*Exercise instructions*
Without the images, output each record below as it stands.

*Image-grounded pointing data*
==========

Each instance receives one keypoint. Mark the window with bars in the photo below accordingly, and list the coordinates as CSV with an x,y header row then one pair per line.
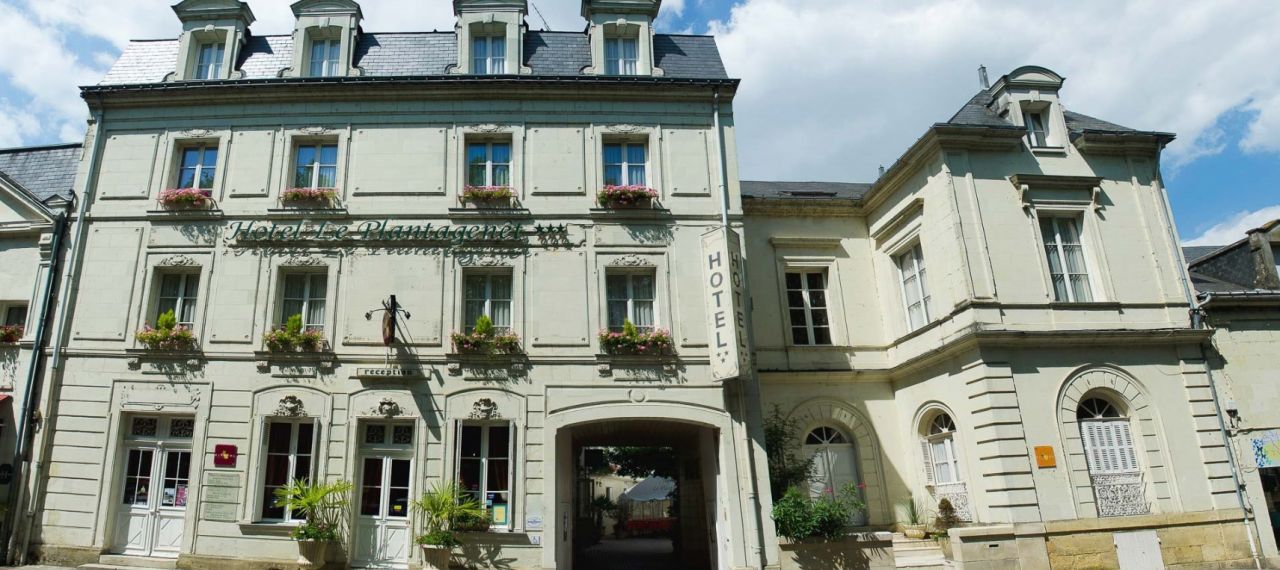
x,y
488,295
199,167
1065,254
305,293
289,451
621,55
807,306
489,55
915,288
489,164
631,297
325,58
626,164
315,165
178,293
209,60
485,466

==========

*Finished exercise*
Each instance receives one keypoint. Mark the window with bars in the photo below accordingly, and list the coordinates as CSV with an x,y header row then one pair per line.
x,y
488,295
199,167
1065,254
305,293
289,451
621,55
807,306
489,55
915,288
489,164
631,297
325,58
626,164
315,165
178,293
209,60
485,466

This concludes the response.